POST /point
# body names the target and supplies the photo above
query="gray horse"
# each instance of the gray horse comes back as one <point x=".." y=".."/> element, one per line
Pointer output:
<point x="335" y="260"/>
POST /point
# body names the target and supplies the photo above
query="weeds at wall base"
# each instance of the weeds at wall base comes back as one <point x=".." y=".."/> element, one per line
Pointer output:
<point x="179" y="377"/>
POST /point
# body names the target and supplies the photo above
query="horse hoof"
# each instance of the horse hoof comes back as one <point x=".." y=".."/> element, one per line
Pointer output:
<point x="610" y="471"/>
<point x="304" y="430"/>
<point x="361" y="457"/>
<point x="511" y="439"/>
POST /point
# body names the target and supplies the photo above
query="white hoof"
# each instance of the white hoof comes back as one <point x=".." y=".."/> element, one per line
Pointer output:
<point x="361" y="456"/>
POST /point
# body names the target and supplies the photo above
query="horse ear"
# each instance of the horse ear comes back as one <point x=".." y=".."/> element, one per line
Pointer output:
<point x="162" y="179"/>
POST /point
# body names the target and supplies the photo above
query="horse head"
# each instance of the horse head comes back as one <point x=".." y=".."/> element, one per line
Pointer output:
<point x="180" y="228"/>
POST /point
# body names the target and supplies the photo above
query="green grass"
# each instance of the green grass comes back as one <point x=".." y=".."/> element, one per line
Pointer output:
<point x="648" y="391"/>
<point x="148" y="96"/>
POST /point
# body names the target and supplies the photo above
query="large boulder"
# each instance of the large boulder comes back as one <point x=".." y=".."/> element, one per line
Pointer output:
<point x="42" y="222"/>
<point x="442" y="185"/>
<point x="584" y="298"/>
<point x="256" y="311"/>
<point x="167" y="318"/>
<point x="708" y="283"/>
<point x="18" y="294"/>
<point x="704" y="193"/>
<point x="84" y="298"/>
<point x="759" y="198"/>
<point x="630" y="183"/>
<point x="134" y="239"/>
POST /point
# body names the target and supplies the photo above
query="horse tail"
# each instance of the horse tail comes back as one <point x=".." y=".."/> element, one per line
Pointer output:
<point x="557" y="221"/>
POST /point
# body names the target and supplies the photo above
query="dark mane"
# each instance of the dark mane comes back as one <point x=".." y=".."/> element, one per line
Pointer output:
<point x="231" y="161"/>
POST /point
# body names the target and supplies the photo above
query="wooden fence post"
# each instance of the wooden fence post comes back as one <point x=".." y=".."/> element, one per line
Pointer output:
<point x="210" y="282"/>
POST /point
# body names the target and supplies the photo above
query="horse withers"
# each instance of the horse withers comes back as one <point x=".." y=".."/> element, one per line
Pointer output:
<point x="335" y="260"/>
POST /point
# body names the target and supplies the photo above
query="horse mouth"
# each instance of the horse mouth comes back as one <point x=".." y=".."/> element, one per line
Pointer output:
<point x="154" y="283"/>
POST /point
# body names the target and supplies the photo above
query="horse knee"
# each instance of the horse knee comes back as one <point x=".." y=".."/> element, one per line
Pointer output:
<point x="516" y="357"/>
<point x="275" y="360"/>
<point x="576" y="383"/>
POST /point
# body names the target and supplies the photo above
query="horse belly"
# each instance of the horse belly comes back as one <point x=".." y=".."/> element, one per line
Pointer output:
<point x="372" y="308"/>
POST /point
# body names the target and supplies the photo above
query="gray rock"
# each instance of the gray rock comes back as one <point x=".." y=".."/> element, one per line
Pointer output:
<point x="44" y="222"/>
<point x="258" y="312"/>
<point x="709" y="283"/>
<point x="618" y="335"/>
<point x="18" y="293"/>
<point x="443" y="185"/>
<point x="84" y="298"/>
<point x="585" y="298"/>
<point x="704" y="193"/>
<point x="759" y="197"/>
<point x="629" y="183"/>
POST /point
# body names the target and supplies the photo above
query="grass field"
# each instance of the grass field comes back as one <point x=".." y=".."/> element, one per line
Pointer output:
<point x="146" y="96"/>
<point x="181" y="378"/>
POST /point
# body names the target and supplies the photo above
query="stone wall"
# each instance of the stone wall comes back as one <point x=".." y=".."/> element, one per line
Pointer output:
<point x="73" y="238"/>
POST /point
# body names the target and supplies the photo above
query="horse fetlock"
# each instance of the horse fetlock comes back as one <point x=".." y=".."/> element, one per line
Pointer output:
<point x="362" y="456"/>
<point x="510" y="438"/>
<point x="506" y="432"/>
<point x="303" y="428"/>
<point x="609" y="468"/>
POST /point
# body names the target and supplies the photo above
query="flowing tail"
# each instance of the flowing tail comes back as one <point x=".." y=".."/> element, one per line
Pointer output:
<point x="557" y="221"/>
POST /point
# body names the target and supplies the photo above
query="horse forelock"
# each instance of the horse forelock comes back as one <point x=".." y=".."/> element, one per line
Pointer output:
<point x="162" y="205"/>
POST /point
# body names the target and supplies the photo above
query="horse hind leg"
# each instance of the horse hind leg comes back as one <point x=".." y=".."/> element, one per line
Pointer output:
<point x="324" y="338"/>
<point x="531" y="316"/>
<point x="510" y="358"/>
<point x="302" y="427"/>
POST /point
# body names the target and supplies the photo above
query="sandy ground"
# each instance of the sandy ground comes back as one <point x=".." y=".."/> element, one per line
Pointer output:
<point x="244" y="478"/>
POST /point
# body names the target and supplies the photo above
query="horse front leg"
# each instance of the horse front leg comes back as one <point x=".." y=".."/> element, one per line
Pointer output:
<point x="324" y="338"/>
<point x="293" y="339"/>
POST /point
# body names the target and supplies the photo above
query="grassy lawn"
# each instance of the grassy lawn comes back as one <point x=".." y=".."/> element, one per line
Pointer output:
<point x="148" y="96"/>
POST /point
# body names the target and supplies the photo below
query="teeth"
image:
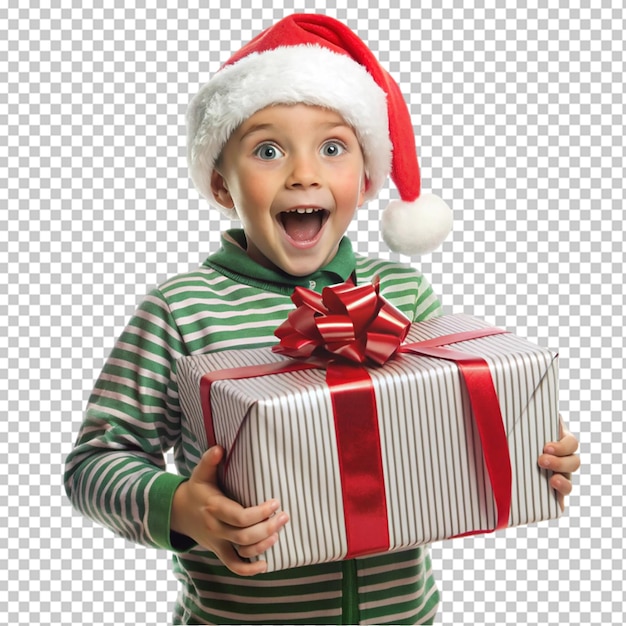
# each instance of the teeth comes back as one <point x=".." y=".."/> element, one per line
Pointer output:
<point x="302" y="211"/>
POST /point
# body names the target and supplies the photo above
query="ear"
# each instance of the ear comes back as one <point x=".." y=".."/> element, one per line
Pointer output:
------
#### What is asked:
Using the data above, write out every line exactly, leaving the images behind.

#### Result of this exercise:
POST /point
# body names the target and supplies the photo above
query="gray horse"
# each instance of the gray horse comes back as one <point x=".." y=".."/> element, one per line
Pointer output:
<point x="335" y="260"/>
POST /point
# body names the target and supplies the photo above
query="weeds at wall base"
# each instance of the weeds at wall base comes back as one <point x=".." y=".."/> element, one per line
Pointer output:
<point x="179" y="377"/>
POST /point
# body names the target and supplies the photo above
query="horse hoof"
# each instance of the horse hoof comes back as one <point x=".." y=".."/> element, one per line
Pointer output:
<point x="610" y="471"/>
<point x="304" y="430"/>
<point x="361" y="457"/>
<point x="511" y="439"/>
POST /point
# body names the target and supplies the photo above
query="white hoof"
# each instance of the white hoof comes back as one <point x=".." y=".."/> element, one per line
Pointer output:
<point x="361" y="456"/>
POST /point
# body names the target and supplies the photo above
query="horse ear"
# each instance of the horse ear comes back as one <point x=".." y=".."/> element, one per line
Pointer output:
<point x="162" y="179"/>
POST /point
# body names the target and supplies the photo above
query="horse head"
# each instance of the horse head comes back as one <point x=".." y=".."/> element, one per line
Pointer output:
<point x="180" y="228"/>
POST /point
# body names the target and supplies the photo above
query="green grass"
# each instance of the green grass comes back as one <point x=".." y=".."/> element, one per line
Pointer output:
<point x="648" y="391"/>
<point x="148" y="96"/>
POST /point
# body names the target and supplies the photo above
query="large boulder"
# each instance of the large boulder comes back as one <point x=".." y=".."/> element, one per line
Pointer output:
<point x="42" y="222"/>
<point x="442" y="185"/>
<point x="584" y="298"/>
<point x="256" y="311"/>
<point x="167" y="318"/>
<point x="708" y="283"/>
<point x="18" y="294"/>
<point x="704" y="193"/>
<point x="84" y="298"/>
<point x="759" y="198"/>
<point x="630" y="183"/>
<point x="134" y="239"/>
POST /point
# body names the target and supplies the photo above
query="horse tail"
# each instance of the horse tail comes back as one <point x=".." y=".."/> element, one per line
Pointer output:
<point x="557" y="221"/>
POST /point
# body names the target and supplies the photo above
query="dark mane"
# each instance of the dark mane comes back as one <point x=".." y=".."/> element, one per line
Pointer output:
<point x="231" y="161"/>
POST /point
# body names the target and supplies the photo above
query="wooden fence post"
# each instance of the wooden fence post comes back as one <point x=".." y=".."/> element, one per line
Pointer output:
<point x="210" y="282"/>
POST /point
# body names the target and supplies the photo above
query="horse withers"
# each instance of the horse withers comes back as one <point x=".." y=".."/> element, one per line
Pointer output:
<point x="335" y="260"/>
POST /point
# body names the target and supplies the photo above
query="horse mouth"
# each instance of the horse mouth comes back as one <point x=".." y=".."/> element, one per line
Pointer output:
<point x="154" y="283"/>
POST /point
# body names the target and supplies the photo above
query="horse knee"
# each instance of the horse knee comes back as one <point x=".." y=".."/> element, one per line
Pointer output:
<point x="516" y="357"/>
<point x="275" y="360"/>
<point x="576" y="383"/>
POST /point
# body names the target and supplies the photo above
query="horse belly"
# each instance of the horse belly comes back as one <point x=".." y=".."/> element, one per line
Pointer output:
<point x="372" y="308"/>
POST /point
# body names the target and supplies the photo above
query="gray rock"
# each instance of the gray rock comes back as one <point x=".." y=".."/> element, one per line
Pointer output:
<point x="44" y="222"/>
<point x="258" y="312"/>
<point x="709" y="283"/>
<point x="618" y="335"/>
<point x="18" y="293"/>
<point x="443" y="185"/>
<point x="84" y="298"/>
<point x="585" y="298"/>
<point x="704" y="193"/>
<point x="759" y="197"/>
<point x="629" y="183"/>
POST /point
# body names the target and supplies the photo above
query="grass field"
# each instance of the grass field comes back as one <point x=".." y=".."/> element, one per line
Pointer output:
<point x="146" y="96"/>
<point x="181" y="378"/>
POST /point
# body names the target and supplies the photo above
query="stone wall"
# each instance of the stone wall comes back as one <point x=".." y=".."/> element, one per line
Pointer output:
<point x="73" y="238"/>
POST /point
# body names the target and supplies the photo above
query="horse fetlock"
# each instance of the horse fetlock comes back as one <point x=".." y=".."/> element, one per line
Pointer output:
<point x="362" y="456"/>
<point x="510" y="438"/>
<point x="506" y="432"/>
<point x="303" y="428"/>
<point x="609" y="468"/>
POST /point
# body names the target and supplies the photo above
query="flowing tail"
# each instance of the flowing tail comes back as one <point x=".." y=".."/> element, one per line
Pointer output:
<point x="557" y="221"/>
POST /point
# body names the target and supplies the photo above
query="horse forelock"
# each instance of the horse forelock comes back as one <point x=".." y=".."/> element, one per line
Pointer output:
<point x="162" y="205"/>
POST /point
# body names the target and supplies the photo above
query="horse hind leg"
# each instance of the horse hind leg comes back as one <point x=".." y=".."/> element, one per line
Pointer output:
<point x="324" y="338"/>
<point x="531" y="316"/>
<point x="510" y="358"/>
<point x="302" y="427"/>
POST /point
# body names the target and supplies the photo above
query="sandy ground"
# each instance of the sandy ground comes back as one <point x=".." y=".."/> element, one per line
Pointer output:
<point x="244" y="478"/>
POST /point
# body names the target and supplies the photo above
query="horse front leg"
# each instance of the horse front leg comes back as one <point x=".." y=".."/> element, one per line
Pointer output:
<point x="324" y="338"/>
<point x="293" y="339"/>
POST /point
# body names the target and supplies the photo above
query="grassy lawn"
# each instance of the grassy lawn comes back as one <point x=".." y=".."/> element, one per line
Pointer output:
<point x="148" y="96"/>
POST /point
# body names the target and supplies the photo below
query="teeth"
image:
# each instance of the teeth comes back as one <point x=".." y=".."/> element, one per line
Pointer output:
<point x="302" y="211"/>
POST /point
# body names the target and supplies the photo above
query="ear"
# each instance of the ear comes back as one <point x=".." y=".."/> element, one per line
Pointer output:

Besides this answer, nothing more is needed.